## Instruction 1
Quote the interview transcript word for word, from "And so, graciously, I'm" up to and including "of the major...".
## Instruction 2
List everything that, according to the interview transcript, blacks were fighting for in those days.

## Passage provided
******

And I figured that I could walk it off on the yard.
That was 45 years ago.
And so, graciously, I'm here now.
And, and I just thank you for your indulgence and, you know, let me express it in terms of, uh...
Well, but let me ask you this interesting story.
I mean, that's a movie.
That's a play in itself.
Um, what is some of the major...
What are some of the major changes you see in the community you left and the one you came back to?
What are some of the major things that you saw?
Well, uh, ironically enough, uh, you know, when I, when I left the community, I saw a lot of...
This was like in the days of the Watts riot.
And this was in the days when, say it loud, I'm black and I'm proud.
And this was in the days when blacks were fighting for their dignity and righteousness and self-respect.
And blacks were in the vanguards of a whole lot of, uh, political events and a whole lot of things, man, came from...
Black leaders were, uh, were, were created from out of prison.
And, uh, uh, it was a rich time, time culturally for, in the black experience.

******

## Given information
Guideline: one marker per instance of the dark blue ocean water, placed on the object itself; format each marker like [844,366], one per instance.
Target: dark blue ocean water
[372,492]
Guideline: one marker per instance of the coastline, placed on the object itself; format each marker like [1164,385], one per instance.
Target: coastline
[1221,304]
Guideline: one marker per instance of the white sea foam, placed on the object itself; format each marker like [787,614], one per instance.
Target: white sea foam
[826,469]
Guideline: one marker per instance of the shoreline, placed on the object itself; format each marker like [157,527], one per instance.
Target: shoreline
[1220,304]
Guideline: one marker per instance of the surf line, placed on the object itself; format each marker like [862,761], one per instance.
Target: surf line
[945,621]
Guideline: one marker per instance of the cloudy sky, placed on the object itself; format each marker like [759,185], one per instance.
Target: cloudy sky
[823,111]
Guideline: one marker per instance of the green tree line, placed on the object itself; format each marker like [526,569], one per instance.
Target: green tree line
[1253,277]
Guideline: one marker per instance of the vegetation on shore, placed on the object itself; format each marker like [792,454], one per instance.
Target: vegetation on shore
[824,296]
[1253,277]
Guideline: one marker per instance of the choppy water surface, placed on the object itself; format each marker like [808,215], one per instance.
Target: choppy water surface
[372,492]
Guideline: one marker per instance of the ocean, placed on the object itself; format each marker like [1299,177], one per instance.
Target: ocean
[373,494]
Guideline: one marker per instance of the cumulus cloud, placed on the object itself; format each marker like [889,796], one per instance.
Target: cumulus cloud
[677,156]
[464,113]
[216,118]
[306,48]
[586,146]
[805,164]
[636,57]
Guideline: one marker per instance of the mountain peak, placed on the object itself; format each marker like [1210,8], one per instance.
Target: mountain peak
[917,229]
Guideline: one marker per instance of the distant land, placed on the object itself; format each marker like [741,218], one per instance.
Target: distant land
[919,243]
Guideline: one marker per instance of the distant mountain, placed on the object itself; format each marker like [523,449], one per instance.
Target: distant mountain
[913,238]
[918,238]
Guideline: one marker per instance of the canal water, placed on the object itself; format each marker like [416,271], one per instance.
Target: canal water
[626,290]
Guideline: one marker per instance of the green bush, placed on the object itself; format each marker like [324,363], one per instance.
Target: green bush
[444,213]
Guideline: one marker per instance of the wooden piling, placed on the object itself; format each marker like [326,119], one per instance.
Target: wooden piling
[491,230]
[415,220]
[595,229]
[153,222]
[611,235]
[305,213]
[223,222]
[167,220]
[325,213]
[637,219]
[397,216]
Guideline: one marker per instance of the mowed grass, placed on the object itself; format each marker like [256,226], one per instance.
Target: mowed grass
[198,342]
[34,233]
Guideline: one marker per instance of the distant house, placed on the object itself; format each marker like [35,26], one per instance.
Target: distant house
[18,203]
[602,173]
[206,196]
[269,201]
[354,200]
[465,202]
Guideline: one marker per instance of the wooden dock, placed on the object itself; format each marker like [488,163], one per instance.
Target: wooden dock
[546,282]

******

## Full solution 1
And so, graciously, I'm here now.
And, and I just thank you for your indulgence and, you know, let me express it in terms of, uh...
Well, but let me ask you this interesting story.
I mean, that's a movie.
That's a play in itself.
Um, what is some of the major...

## Full solution 2
Dignity, righteousness, and self-respect.